■ Source ■
+-------+

How DISH Wireless Telco Network Allows for 10x More Video Transmission via Compression

DISH Wireless DevEx
9 min readJan 23, 2024

--

By: Ankita Patil, Hamza Khokhar, Monisha Gnanaprakasam, Tamanna Kawatra, Vinayak Sharma, Members of Scientific Staff, DISH Wireless

Introduction and Problem Statement

Did you know that videos are responsible for over 65% of internet volume? The rising dominance of video is enabling edge systems with functional autonomy and elevated decision making. However, transmitting videos is incredibly data intensive. DISH Wireless R&D is breaking the barriers on traditional video transfer over networks. Here at DISH Wireless we have developed machine learning frameworks to enable 10x better compression than the incumbent compression frameworks. We believe in enabling our customers to focus on the decision making and autonomy systems, while we alleviate their data transmission problems.

We are hyper-focused on disrupting the security footage industry. We want to enable security camera providers to transmit 10x more videos at the same price point. To do this we enable compression at the edge device, and decompression in our telecom network. Optimizing for robust video quality ensures that no downstream applications are degraded (i.e. theft detection or object classification).

Part I of this blog will focus on how we researched different techniques for video file size reduction and reconstruction and finalized top 3 solutions based on a variety of evaluation criteria.

Part II will focus on how we built a scalable and modularized infrastructure easily deployed through github.

About the techniques

Super Resolution

Resolution is a key factor that determines the quality of a video. It refers to the number of pixels contained in each frame, typically expressed as width x height. For example, a video of 1080p resolution has 1920x1080 pixels within each frame. You can imagine higher resolution implies greater detail thanks to an increased pixel count, but it also leads to larger file sizes.

While trying to compress high-resolution videos to reduce file size, resolution reduction is one of the most commonly explored techniques. In this technique, reduction of video file size is achieved through downsampling, or reducing the number of pixels in each frame. Pixels are reduced using different methods like averaging and omitting pixels. Lanczos Resampling is one such method used to reduce pixels. It aims to maintain quality of the original image while resizing by using a weighted average of neighboring pixels.

Once the video resolution has been reduced for efficient storage and transmission, it is imperative to reproduce video quality for playback. Super Resolution is used to enhance resolution and quality of video beyond its original size or dimension. Increasing the resolution means increasing the number of pixels per frame which in turn requires inferring missing pixels.

+-------+

■ The data ■
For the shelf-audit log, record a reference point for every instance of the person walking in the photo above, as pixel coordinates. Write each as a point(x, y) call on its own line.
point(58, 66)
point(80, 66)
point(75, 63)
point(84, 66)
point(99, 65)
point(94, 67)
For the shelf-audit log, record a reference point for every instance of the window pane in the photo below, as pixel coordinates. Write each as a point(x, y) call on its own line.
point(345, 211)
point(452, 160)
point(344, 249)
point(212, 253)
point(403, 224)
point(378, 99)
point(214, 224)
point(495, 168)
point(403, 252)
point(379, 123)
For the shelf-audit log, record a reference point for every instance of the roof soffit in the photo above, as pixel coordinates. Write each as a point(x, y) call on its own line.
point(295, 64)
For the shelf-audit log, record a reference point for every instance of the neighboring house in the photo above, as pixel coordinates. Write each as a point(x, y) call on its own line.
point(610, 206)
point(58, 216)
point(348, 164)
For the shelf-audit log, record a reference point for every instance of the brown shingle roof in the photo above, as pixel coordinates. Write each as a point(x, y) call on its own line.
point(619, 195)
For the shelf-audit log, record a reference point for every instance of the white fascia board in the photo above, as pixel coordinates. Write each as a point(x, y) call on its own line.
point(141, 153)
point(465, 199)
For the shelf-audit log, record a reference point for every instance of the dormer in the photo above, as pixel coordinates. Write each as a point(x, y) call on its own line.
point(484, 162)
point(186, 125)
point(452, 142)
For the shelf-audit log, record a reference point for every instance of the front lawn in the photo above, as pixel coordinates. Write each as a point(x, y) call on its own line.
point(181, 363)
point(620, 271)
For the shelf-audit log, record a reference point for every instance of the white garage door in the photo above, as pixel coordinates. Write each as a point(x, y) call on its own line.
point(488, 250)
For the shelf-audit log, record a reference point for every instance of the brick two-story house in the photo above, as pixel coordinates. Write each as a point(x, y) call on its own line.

+-------+

■ Stated exercise A ■
In the rows, rewrite the lines starting with the one containing "of the roof" and going on through the one containing "point(465, 199)", replacing "shelf-audit log" with "site-survey log" and leaving everything else unchanged. Return only those lines.
■ Stated exercise B ■
Continue the article on DISH Wireless video compression from the point where it stops.

■ Expected answer A ■
For the site-survey log, record a reference point for every instance of the roof soffit in the photo above, as pixel coordinates. Write each as a point(x, y) call on its own line.
point(295, 64)
For the site-survey log, record a reference point for every instance of the neighboring house in the photo above, as pixel coordinates. Write each as a point(x, y) call on its own line.
point(610, 206)
point(58, 216)
point(348, 164)
For the site-survey log, record a reference point for every instance of the brown shingle roof in the photo above, as pixel coordinates. Write each as a point(x, y) call on its own line.
point(619, 195)
For the site-survey log, record a reference point for every instance of the white fascia board in the photo above, as pixel coordinates. Write each as a point(x, y) call on its own line.
point(141, 153)
point(465, 199)

■ Expected answer B ■
Neural Networks can be train to help with the recreation by looking at other similar samples and inferring what the missing pixels should be. They are trained on large datasets of high-resolution and low-resolution image pairs to learn patterns and relationships. These pre-trained models help predict high-resolution images from low-resolution images.

We explored several pre-trained Convolutional Neural Networks (CNNs) to super resolve downsampled frames within videos. Fast Super-Resolution Convolutional Neural Network (FSRCNN), Efficient Sub-Pixel Convolutional Neural Network (ESPCN) and Laplacian Pyramid Super-Resolution Network (LapSRN), to name a few. These models work by learning a mapping between low-resolution and high-resolution images through a series of CNNs and predict high-resolution images from low-resolution images, enhancing video resolution.

Another kind of model that we explored was Super Resolution Generative Adversarial Networks (SRGAN). These models are a combination of two NNs, namely generator and discriminator. The Generator aims to produce high-resolution images that are indistinguishable from the real ones, while the Discriminator aims to become better at distinguishing real from generated ones. This adversarial training process drives the generator to improve its super-resolution capabilities.

Utilizing the pre-trained models mentioned above, each frame within the videos were compressed by downsampling, then super-resolved to the original resolution while keeping the quality of videos. This process resulted in nearly 15x reduction of video file size.

Reconstruction using Super Resolution

Neural Network Codec

Codecs, short for Coder-Decoders, are essential hardware or software components used to encode and decode data, and they play a crucial role in devices like cameras and software applications such as Windows Media Player for managing audio and video media files. For instance, when a digital camera captures an image, it gathers substantial data, including high-resolution details and color/light information, which codecs then compress to reduce data size for storage and transmission. These codecs also decode the compressed data when you view or edit images or videos. In the context of video, a video codec is a technology focused on compressing and decompressing digital video data, with its primary functions being efficient storage and transmission through compression, while ensuring playback quality is maintained by striking the right balance between file size reduction and video quality preservation.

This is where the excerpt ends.